# Requirement
Rescale the part of the material that runs from its first line through the line containing "570;527;617;705", both included. Give only those lines again, with the requests unchanged and every bounding-box coordinate in the answers multiplied by 0.25 and rounded to a whole number, halves rounding up.

#### Records to use ####

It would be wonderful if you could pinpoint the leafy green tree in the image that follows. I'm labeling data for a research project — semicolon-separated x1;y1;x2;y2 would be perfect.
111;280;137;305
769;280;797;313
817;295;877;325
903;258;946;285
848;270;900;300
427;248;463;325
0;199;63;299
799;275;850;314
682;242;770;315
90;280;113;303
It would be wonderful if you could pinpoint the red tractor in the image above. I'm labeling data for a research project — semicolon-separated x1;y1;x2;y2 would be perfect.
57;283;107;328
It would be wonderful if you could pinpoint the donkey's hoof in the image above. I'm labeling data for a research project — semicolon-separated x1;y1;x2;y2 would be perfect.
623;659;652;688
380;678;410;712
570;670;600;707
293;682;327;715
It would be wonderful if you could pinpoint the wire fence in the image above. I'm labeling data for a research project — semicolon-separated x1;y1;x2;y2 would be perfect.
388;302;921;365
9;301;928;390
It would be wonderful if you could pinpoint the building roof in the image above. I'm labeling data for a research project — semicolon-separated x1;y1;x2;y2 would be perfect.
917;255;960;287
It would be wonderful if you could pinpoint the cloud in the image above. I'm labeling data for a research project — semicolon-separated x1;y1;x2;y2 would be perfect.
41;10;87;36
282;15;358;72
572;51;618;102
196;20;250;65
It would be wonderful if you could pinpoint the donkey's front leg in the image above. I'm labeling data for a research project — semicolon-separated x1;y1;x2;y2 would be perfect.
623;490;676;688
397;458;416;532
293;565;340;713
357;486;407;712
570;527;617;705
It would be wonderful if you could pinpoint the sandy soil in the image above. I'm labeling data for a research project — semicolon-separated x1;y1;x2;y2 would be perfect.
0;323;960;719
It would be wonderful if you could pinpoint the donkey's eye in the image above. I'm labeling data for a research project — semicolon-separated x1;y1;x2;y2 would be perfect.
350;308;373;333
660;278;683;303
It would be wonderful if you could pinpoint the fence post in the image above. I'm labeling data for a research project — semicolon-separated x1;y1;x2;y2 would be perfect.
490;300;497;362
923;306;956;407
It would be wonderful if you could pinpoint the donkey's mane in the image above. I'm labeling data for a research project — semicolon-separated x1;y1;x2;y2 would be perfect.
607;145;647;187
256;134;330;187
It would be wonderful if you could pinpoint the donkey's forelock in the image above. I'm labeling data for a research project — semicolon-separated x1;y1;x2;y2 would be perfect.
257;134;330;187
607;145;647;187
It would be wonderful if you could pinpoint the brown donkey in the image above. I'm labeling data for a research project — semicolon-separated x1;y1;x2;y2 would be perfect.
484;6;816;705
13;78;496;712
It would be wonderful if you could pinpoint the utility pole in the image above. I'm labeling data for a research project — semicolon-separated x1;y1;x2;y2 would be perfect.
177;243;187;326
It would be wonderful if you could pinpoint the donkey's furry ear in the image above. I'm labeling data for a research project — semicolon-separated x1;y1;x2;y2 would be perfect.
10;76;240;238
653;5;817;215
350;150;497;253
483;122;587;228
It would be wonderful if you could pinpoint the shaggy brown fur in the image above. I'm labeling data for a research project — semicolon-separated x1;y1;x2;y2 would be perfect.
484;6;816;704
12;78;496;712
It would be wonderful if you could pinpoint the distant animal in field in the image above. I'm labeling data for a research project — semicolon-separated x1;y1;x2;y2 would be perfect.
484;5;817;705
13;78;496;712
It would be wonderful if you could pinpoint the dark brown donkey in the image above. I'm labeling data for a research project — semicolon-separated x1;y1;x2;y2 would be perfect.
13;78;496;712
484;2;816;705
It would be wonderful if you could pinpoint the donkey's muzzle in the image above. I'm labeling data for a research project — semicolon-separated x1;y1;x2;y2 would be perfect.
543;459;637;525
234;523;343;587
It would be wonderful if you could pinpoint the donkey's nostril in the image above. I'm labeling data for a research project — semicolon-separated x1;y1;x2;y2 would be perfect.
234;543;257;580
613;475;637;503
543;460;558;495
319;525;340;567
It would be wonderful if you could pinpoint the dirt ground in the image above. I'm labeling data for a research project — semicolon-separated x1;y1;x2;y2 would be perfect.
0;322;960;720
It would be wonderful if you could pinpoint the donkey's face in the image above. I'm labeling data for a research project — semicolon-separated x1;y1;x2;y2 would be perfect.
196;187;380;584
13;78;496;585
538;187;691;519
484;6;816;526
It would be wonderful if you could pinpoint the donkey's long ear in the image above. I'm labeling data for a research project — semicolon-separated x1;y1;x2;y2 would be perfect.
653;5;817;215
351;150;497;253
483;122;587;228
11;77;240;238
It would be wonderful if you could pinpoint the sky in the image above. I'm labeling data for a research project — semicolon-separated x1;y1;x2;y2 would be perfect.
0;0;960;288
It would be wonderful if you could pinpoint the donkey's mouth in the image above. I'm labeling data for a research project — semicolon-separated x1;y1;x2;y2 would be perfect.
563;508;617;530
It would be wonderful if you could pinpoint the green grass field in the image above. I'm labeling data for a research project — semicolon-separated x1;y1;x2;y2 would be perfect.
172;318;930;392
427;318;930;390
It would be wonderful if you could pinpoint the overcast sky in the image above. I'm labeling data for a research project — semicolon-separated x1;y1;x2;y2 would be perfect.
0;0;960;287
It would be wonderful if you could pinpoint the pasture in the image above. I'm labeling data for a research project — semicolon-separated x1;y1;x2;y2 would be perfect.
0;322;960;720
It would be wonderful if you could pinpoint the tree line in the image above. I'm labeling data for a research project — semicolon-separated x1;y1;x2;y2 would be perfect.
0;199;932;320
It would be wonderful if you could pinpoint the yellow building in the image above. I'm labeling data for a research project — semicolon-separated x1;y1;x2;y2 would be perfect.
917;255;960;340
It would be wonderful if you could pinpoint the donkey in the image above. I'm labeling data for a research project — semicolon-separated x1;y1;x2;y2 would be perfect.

####

# Written answer
It would be wonderful if you could pinpoint the leafy green tree in the image that follows. I'm labeling data for a research project — semicolon-separated x1;y1;x2;y2 would be perfect.
28;70;34;76
192;70;199;78
204;74;219;81
226;65;237;71
212;68;225;75
107;62;116;81
0;50;16;75
200;69;213;79
171;61;193;79
23;70;28;76
It would be wonderful if you could pinpoint the red tractor in the image above. I'm labeling data for a research project — semicolon-separated x1;y1;x2;y2 would be perfect.
14;71;27;82
It would be wonderful if you could pinpoint the donkey's hoof in the image above. I'm labeling data for a research project — semicolon-separated x1;y1;x2;y2 would be perfect.
156;165;163;172
95;170;103;178
143;168;150;177
73;171;82;179
It would be wonderful if you could pinpoint the wire fence in the image above. I'm labeling data for a research project — semicolon-separated x1;y1;x2;y2 would be perfect.
97;76;230;91
2;75;232;98
It would be wonderful if you could pinpoint the building roof in the image above. I'm labeling data for a research project — semicolon-separated x1;y1;x2;y2 would be perfect.
229;64;240;72
It would be wonderful if you could pinpoint the cloud in the image above. I'm labeling data for a research project — semicolon-separated x1;y1;x2;y2 would be perfect.
10;3;22;9
71;4;90;18
143;13;155;26
49;5;63;16
It would be wonderful if you could pinpoint the donkey's front leg in the image above. I'm labeling data for a research project — semicolon-separated x1;y1;x2;y2 would be perfect.
156;123;169;172
99;115;104;133
73;141;85;178
89;122;102;178
143;132;154;176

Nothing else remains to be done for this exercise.